# Entries provided:
►

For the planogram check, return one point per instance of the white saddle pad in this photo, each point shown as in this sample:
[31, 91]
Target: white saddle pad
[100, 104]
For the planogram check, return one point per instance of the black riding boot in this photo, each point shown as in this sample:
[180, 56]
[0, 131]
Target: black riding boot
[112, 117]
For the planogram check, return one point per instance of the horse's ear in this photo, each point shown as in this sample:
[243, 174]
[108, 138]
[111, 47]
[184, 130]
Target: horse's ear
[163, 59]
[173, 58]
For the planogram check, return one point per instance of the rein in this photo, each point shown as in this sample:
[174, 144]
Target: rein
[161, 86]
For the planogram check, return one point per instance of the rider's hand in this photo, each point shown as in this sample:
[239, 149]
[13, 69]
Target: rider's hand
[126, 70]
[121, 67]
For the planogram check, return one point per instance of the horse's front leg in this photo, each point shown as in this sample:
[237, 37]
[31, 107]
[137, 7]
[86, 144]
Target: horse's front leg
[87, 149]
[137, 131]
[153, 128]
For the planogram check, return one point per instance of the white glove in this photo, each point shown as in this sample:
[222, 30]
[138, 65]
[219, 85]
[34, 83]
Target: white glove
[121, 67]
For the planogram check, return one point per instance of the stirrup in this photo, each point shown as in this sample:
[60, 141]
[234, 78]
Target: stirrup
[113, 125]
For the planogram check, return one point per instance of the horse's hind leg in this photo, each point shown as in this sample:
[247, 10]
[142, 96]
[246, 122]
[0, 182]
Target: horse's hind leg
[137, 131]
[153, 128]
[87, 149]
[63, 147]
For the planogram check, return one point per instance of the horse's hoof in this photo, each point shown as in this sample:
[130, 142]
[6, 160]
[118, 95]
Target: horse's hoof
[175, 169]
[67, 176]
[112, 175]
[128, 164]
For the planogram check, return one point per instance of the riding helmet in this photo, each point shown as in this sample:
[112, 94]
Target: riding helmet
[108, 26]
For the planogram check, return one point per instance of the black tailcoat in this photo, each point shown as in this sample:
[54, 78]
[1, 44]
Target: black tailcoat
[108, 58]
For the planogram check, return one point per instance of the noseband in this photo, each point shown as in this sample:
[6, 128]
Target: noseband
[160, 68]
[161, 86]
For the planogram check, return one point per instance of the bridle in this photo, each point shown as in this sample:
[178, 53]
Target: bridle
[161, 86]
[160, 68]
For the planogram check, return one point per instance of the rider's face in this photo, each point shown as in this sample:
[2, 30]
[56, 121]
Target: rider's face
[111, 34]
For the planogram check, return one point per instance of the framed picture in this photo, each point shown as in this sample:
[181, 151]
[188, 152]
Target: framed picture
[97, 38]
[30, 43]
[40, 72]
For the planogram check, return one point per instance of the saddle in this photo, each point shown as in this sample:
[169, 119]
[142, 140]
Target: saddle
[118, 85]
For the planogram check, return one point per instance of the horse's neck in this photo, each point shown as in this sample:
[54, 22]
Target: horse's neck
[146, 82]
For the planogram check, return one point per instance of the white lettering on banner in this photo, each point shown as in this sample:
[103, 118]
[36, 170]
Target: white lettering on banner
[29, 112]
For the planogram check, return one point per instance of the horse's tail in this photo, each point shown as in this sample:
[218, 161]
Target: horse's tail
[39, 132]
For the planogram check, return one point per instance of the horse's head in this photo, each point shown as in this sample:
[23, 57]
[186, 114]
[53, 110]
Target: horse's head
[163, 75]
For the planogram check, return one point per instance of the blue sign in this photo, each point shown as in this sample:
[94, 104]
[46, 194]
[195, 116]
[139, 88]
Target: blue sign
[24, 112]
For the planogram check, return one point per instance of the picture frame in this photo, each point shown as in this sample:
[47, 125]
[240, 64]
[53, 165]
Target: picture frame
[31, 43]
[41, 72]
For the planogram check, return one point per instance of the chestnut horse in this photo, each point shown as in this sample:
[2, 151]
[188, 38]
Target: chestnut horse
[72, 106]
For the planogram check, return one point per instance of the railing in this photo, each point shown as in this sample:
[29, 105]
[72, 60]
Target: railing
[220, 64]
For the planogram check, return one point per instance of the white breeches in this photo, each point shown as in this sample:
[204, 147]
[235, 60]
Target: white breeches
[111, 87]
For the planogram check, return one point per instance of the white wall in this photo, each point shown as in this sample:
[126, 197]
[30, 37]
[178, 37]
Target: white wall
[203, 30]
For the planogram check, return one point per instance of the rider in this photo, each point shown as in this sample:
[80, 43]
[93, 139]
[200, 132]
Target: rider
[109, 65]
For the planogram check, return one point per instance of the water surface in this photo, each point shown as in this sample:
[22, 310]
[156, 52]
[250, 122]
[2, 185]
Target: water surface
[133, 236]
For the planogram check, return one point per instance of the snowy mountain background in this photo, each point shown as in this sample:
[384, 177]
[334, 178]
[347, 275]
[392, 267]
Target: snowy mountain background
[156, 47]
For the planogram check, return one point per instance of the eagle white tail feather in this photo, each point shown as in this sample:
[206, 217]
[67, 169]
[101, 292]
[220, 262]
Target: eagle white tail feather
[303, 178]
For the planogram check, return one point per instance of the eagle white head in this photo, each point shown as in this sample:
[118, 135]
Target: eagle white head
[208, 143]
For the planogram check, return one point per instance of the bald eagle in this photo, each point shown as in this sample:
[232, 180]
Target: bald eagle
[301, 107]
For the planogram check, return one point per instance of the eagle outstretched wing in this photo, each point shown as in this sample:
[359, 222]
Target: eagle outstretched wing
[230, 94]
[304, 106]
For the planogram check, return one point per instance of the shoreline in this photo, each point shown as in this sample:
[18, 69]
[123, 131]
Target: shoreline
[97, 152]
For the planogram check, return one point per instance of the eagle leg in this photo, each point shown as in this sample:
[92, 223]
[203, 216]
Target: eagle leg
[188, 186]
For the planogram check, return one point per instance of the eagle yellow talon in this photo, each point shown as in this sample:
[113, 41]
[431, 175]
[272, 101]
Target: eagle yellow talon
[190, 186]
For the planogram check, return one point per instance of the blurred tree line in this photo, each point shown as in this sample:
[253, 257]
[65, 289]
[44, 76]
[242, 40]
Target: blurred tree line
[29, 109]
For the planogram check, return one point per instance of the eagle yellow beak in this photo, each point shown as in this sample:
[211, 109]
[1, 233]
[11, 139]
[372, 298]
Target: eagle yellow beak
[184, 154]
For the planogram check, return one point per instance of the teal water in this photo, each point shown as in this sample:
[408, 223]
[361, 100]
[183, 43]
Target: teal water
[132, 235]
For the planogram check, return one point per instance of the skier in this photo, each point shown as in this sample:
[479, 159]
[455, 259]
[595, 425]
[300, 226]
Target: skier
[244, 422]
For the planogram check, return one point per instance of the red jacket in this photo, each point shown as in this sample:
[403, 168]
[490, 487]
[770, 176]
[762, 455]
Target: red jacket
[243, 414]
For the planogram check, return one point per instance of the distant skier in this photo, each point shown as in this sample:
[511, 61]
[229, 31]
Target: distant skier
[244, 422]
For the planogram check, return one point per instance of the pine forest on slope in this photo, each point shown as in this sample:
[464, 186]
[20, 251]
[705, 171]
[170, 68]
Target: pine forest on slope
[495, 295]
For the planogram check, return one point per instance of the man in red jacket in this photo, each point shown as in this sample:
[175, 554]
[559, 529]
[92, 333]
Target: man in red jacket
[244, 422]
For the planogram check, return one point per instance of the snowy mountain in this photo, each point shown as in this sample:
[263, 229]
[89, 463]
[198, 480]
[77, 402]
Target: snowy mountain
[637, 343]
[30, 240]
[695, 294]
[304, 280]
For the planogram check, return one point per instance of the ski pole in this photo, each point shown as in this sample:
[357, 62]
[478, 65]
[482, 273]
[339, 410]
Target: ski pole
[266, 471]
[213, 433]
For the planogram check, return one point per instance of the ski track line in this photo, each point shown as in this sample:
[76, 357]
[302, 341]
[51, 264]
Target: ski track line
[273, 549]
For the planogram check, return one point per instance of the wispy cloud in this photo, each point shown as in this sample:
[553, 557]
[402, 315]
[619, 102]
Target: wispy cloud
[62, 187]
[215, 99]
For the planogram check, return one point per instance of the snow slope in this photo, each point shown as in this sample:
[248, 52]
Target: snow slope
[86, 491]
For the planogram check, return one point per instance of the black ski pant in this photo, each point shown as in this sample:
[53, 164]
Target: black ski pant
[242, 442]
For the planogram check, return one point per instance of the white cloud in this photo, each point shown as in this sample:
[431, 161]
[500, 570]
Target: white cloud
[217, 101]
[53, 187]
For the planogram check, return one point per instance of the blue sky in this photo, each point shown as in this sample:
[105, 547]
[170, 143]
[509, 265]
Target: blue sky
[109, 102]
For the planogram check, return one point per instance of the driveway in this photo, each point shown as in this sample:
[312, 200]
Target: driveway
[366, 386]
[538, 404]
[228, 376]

◄

Take the line in which "the ski pole" occurs and each subsequent line through the end; give these lines again without alteration.

# Solution for this exercise:
For the planogram check, return one point per instance of the ski pole in this photo, each point shown as in this sample:
[357, 62]
[478, 65]
[482, 273]
[339, 410]
Target: ski pole
[266, 471]
[213, 433]
For the planogram check, return one point per instance of the ski track line in this photo, each point shown as in this sample:
[76, 357]
[302, 341]
[51, 264]
Target: ski track line
[273, 549]
For the planogram check, return one point per instance of the wispy cloud in this photo, each point shown as in this sample:
[553, 557]
[402, 315]
[619, 102]
Target: wispy cloud
[62, 187]
[215, 99]
For the planogram check, return one point per instance of the snow slope in this photo, each point shown as in this sample:
[248, 52]
Target: snow slope
[86, 491]
For the planogram check, return one point per instance of the black ski pant in this photo, each point shown as in this sample:
[53, 164]
Target: black ski pant
[242, 442]
For the planogram check, return one point per instance of the white cloud in this photo, each point shown as in this sample:
[431, 161]
[500, 570]
Target: white cloud
[217, 101]
[53, 187]
For the planogram check, return one point per instance of the blue sky in this photo, each point shown as in this sample:
[105, 547]
[170, 143]
[509, 265]
Target: blue sky
[109, 102]
For the planogram check, return one point per instance of the driveway in this photo, each point shown as in this sample:
[312, 200]
Target: driveway
[366, 386]
[538, 404]
[228, 376]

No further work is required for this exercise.